## start Source data

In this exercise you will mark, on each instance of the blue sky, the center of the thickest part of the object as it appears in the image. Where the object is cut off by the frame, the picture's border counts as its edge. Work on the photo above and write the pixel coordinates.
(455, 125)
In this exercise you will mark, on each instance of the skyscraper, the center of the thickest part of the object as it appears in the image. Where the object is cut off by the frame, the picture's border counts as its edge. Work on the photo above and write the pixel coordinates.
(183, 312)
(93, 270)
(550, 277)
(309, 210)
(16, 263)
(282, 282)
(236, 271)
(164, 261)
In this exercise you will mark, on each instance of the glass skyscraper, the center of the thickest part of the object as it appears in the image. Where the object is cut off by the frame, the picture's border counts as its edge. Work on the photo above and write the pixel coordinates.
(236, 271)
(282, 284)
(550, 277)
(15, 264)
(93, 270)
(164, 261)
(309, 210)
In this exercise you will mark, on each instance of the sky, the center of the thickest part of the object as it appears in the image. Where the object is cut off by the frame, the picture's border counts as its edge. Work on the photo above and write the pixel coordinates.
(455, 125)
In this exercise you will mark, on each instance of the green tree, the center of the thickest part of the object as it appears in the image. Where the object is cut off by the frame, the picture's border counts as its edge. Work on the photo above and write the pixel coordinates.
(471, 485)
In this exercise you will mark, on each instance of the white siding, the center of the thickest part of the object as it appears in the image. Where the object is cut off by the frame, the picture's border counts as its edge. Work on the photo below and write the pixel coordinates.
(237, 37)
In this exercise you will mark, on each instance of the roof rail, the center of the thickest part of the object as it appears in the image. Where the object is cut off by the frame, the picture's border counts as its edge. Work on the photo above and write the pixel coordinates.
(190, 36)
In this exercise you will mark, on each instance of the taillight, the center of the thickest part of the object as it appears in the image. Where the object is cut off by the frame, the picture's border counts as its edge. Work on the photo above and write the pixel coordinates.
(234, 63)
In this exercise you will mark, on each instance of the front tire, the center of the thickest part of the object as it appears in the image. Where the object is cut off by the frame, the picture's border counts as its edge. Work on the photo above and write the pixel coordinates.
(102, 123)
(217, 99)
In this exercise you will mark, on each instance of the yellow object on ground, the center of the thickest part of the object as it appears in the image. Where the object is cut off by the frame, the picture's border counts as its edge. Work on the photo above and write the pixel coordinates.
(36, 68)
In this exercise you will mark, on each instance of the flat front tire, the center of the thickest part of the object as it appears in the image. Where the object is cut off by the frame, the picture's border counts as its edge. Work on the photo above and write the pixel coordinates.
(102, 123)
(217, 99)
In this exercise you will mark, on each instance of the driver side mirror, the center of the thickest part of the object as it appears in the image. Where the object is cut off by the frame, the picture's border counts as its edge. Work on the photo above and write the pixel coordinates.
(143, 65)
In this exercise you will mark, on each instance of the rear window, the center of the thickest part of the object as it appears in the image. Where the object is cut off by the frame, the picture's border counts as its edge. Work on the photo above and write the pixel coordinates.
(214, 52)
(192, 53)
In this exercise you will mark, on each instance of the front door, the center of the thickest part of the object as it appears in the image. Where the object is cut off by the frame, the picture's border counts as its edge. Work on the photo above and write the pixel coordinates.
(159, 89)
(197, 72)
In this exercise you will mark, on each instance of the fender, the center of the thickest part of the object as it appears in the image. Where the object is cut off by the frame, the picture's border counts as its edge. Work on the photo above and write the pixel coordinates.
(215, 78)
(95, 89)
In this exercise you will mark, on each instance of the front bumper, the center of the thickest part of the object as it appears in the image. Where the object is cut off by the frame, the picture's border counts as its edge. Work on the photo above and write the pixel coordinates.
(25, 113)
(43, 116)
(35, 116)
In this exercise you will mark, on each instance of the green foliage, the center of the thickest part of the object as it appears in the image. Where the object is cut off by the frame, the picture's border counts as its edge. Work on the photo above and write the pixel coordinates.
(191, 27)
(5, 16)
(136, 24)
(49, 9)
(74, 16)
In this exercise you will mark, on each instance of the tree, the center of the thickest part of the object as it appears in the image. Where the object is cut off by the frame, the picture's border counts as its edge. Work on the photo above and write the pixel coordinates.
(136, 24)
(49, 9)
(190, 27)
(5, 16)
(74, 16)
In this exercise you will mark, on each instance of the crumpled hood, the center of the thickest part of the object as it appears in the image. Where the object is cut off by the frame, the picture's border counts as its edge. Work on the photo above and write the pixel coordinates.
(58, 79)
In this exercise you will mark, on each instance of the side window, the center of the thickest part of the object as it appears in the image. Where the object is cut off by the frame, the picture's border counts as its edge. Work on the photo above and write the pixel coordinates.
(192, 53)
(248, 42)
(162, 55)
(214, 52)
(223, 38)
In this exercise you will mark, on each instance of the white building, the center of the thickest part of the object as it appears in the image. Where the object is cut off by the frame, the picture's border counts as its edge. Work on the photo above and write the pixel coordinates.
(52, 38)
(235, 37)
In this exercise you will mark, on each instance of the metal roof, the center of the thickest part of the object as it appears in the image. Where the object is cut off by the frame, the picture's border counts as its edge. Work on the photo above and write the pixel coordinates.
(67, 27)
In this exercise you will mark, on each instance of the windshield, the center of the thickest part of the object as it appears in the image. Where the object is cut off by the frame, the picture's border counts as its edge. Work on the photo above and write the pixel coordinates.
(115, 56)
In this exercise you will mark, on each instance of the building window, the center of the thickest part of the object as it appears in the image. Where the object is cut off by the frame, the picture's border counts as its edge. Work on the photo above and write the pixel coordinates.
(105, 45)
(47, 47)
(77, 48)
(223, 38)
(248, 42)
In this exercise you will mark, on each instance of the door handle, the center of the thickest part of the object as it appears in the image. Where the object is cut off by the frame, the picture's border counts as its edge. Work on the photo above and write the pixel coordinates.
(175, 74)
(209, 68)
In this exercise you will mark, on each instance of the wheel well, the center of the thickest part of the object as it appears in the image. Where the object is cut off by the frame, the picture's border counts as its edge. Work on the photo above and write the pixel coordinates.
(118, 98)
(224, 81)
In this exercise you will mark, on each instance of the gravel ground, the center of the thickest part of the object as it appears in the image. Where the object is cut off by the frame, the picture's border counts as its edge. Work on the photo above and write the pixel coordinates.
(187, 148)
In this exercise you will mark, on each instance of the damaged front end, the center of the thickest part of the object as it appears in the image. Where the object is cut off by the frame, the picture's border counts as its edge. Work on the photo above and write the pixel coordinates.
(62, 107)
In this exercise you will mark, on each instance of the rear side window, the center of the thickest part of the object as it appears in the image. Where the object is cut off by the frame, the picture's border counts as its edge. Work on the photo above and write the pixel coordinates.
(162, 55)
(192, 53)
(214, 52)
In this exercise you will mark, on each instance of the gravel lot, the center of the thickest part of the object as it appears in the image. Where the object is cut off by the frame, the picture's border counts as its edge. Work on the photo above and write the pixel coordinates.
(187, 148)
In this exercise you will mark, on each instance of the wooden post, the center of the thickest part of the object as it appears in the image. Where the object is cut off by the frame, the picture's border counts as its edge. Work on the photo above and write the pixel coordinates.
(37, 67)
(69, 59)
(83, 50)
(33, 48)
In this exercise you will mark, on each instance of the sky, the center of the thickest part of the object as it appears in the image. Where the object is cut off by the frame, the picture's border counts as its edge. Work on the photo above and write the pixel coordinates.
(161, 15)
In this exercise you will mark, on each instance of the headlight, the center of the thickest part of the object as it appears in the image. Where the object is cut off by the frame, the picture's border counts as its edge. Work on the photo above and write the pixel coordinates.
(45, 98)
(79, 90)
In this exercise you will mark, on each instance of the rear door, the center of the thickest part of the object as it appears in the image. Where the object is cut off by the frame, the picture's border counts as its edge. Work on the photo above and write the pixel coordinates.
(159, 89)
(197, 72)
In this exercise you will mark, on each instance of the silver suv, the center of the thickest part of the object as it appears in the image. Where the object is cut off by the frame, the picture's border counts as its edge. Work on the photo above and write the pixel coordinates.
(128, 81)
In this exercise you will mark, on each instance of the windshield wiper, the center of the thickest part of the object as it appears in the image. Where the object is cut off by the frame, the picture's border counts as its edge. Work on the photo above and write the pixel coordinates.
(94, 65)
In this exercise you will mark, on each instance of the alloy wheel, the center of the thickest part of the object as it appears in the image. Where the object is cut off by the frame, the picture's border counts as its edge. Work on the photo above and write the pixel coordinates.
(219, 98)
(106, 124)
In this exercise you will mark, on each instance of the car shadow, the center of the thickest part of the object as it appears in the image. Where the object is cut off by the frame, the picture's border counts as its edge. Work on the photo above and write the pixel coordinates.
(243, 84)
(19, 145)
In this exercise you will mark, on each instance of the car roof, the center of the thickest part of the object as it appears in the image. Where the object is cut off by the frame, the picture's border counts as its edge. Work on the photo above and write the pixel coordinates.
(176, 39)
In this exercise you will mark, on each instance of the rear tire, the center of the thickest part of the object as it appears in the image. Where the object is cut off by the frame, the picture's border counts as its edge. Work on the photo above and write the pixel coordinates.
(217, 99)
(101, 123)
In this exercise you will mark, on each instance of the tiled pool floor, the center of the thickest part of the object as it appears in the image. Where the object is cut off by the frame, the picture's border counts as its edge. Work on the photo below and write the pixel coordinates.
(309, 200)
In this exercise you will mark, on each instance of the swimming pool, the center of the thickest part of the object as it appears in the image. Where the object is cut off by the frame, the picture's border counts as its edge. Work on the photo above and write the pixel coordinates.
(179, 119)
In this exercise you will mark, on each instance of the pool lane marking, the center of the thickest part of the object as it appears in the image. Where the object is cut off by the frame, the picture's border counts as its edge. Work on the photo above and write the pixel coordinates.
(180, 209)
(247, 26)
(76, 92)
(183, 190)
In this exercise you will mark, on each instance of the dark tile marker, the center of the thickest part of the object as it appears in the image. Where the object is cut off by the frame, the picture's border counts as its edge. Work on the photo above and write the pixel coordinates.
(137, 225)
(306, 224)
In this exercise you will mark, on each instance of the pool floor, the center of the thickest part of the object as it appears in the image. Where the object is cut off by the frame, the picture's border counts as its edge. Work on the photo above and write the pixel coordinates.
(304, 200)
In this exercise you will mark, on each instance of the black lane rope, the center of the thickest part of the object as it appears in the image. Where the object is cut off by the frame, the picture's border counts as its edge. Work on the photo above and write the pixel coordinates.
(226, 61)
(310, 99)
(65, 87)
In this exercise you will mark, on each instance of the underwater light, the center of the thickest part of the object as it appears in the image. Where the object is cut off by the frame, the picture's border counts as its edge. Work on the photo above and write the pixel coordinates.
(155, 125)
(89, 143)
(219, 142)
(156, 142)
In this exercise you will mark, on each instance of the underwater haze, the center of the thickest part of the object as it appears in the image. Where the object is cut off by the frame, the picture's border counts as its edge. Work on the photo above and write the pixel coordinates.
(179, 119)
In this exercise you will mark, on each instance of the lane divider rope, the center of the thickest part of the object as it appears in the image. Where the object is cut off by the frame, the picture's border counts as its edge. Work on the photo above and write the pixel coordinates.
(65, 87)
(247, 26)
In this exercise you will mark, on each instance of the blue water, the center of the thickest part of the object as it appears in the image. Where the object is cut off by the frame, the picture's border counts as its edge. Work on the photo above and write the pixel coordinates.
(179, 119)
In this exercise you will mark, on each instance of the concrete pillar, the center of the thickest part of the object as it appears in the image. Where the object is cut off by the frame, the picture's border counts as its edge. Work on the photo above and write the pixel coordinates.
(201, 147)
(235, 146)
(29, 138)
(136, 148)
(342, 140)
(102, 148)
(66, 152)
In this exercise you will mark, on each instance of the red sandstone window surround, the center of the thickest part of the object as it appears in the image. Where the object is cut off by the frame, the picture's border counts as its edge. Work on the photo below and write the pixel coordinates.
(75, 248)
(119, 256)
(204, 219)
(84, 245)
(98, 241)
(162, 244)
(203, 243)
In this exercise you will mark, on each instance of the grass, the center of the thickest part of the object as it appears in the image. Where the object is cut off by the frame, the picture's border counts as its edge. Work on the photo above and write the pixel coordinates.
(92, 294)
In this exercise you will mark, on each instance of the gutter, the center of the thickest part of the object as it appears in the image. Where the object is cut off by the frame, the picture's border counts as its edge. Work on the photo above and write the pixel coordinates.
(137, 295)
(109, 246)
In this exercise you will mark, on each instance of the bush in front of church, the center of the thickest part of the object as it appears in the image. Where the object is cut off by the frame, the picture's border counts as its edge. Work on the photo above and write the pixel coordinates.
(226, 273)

## end Source data

## Directions for this task
Copy the rows above without any change, beginning with the line that contains "of the bush" and continuing through the last of the rows.

## Solution below
In this exercise you will mark, on each instance of the bush in front of church, the center of the thickest part of the object as it appears in the image. Where the object is cut off by the frame, the picture's border counts as its edge. Work on the photo above and write the pixel coordinates.
(226, 273)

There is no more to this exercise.